■ 元の文章
ノーコードとローコードの違いとは?メリットやデメリット・開発事例を2つ紹介

「自社サイトや社内業務を改善するため、エンジニアの工数をかけずにシステム導入したい」 「ノーコードツールとローコードツールがあると聞いたが、違いが分からない」
このような悩みを持つ人はいませんか。 業務改善のために新しいシステムを導入しようとしても、専門的な知識を持つエンジニアがいないと難しい場合があります。
この記事では、ノーコードとローコードの違い、それぞれのメリット・デメリットを解説します。 さらに、ノーコードとローコードツールの選び方や開発事例もあわせて紹介します。
なお、ノーコードツールやローコードツールの導入コンサルティングを活用したい方は、「伴走ナビ」にご相談ください。業務効率化のプロが徹底的に伴走支援し、貴社の業務を5倍楽にします。
目次
ノーコードとローコードの違いとは?

ノーコードとローコードの大きな違いは、ソースコードを記述するかしないかです。 ソースコードとは、プログラミング言語で書かれた、コンピューターへの指示内容を指します。
それぞれの特徴を下の表にまとめました。
| 特徴 | ノーコード | ローコード | 
| ソースコード | 不要 | 最低限必要 | 
| 開発手法 | パーツをドラッグ&ドロップ | テンプレートと最低限の記述 | 
| 開発期間 | 短い | ノーコードよりは長い | 
| 自由度 | 低い(定型的な開発向き) | 高い(ある程度自由に開発可能) | 
| 必要な知識 | 不要 | プログラミングの基礎知識 | 
ノーコードは、ソースコードをまったく使わずにシステムやアプリを開発できます。 コーディングと呼ばれるソースコードを書く作業も不要なため、開発完了までの期間が短い点が特徴です。

■ やることリスト
• a. ノーコードとローコードについての記事では、両者の大きな違いは何だと書かれていますか。
• b. ノーコードとローコードについての記事の続きを、最後の文のあとから書いてください。

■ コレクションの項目
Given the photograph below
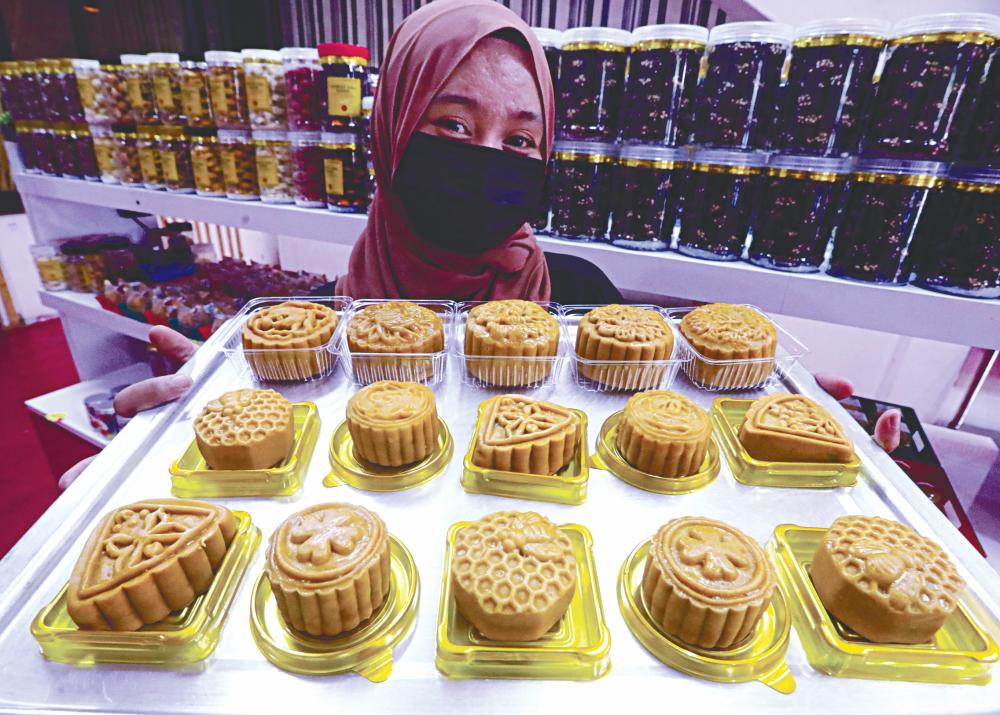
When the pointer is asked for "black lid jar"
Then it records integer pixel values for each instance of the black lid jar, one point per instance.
(883, 204)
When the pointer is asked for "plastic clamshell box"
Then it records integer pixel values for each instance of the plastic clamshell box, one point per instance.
(366, 368)
(962, 650)
(184, 637)
(748, 374)
(193, 478)
(625, 375)
(347, 468)
(761, 657)
(568, 486)
(365, 650)
(609, 458)
(727, 415)
(578, 647)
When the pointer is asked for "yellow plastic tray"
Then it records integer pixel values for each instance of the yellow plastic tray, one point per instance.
(366, 650)
(607, 457)
(761, 657)
(961, 652)
(577, 648)
(193, 478)
(347, 468)
(184, 637)
(568, 486)
(727, 414)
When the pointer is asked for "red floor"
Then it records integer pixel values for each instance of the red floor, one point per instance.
(35, 360)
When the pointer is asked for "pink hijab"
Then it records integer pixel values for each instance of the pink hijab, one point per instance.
(389, 261)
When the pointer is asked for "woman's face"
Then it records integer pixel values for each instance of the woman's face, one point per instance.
(490, 100)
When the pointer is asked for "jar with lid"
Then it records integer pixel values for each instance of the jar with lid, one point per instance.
(924, 102)
(718, 203)
(266, 99)
(580, 188)
(646, 196)
(738, 98)
(662, 82)
(344, 84)
(591, 82)
(227, 89)
(797, 209)
(883, 206)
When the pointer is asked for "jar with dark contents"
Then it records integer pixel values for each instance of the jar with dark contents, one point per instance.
(662, 82)
(646, 196)
(957, 246)
(718, 203)
(883, 206)
(923, 106)
(829, 85)
(580, 188)
(798, 204)
(737, 102)
(591, 82)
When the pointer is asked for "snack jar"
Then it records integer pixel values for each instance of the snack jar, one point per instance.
(718, 203)
(797, 208)
(662, 82)
(884, 203)
(580, 188)
(266, 99)
(302, 85)
(345, 82)
(829, 85)
(591, 82)
(646, 196)
(924, 102)
(738, 98)
(957, 245)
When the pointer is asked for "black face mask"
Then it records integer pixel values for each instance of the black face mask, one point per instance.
(463, 197)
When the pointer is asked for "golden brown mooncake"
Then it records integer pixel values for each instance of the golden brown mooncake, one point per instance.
(610, 337)
(723, 331)
(513, 574)
(664, 434)
(245, 429)
(521, 434)
(393, 423)
(145, 560)
(510, 329)
(793, 428)
(329, 568)
(288, 341)
(706, 583)
(885, 581)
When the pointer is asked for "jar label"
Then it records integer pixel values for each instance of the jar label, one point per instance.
(343, 96)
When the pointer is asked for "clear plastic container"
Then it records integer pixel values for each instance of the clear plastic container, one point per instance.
(738, 98)
(591, 82)
(662, 82)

■ 答えはこちら
• a. ソースコードを記述するかしないかです。

• b.
一方でローコードは、最低限のソースコードを使って開発を進められます。 そのため、ノーコードと比べると開発期間は長くなりますが、ある程度自由に機能を設計できます。
ノーコードを活用する3つのメリット

ノーコードを活用するメリットは、主に3つあります。
- 専門知識がなくても使える
- 短期間で実装できる
- システム開発のコストを抑えられる
大きな魅力は、エンジニアがいない企業でもシステム開発が可能な点です。それぞれのメリットを詳しく見ていきましょう。
専門知識がなくても使える
ノーコードツールは、プログラミングなどの専門知識がなくてもシステム開発ができます。 そのため、エンジニアがいない企業でも導入しやすいのが特徴です。
開発の際は、あらかじめ用意されているパーツやテンプレートを使い、マウス操作にてドラッグ&ドロップし直感的に組み立てられます。
IT人材が減少している現代において、専門知識がなくてもシステムを開発できるノーコードの需要は高まっています。
短期間で実装できる
ノーコードツールは、システムが完成した後のメンテナンスや多少の改修であれば、エンジニア以外の人が対応できる場合も多いです。
プログラミングを一から書く必要がないため、システムを簡単に実装可能です。結果として、社内のDX化、つまりデジタル技術による業務変革も進めやすくなります。 すぐに業務改善を始めたい部署や、すばやく新しいサービスを試したい場合に役立ちます。
システム開発のコストを抑えられる
システム開発には、プログラミング言語やコーディング技術の習得が必要ですが、ノーコードは学習する必要がありません。
また、開発を担当するエンジニアなどIT関係の人件費も抑えることが可能です。 システム開発を外注する場合も、社内で対応する場合も、必要な作業時間を減らせます。
開発コストを削減できた分は、新しい製品の開発や、既存顧客の満足度を強化する施策に回せられます。
ノーコードで開発する2つのデメリット

ノーコード開発には、注意すべきデメリットが2つあります。
- カスタマイズ性が低い
- ツールが使えなくなるリスクが高い
誰でも簡単に開発できる反面、提供される機能の範囲内でしか対応できない制限があります。
カスタマイズ性が低い
ノーコードは簡単で誰でも開発しやすい反面、定型的な機能しか実装できません。
用意された部品を組み合わせる仕組みのため、複雑なサーバーの処理や、独自の機能を付け加えたい場合、ノーコードツールだけでは対応しづらいです。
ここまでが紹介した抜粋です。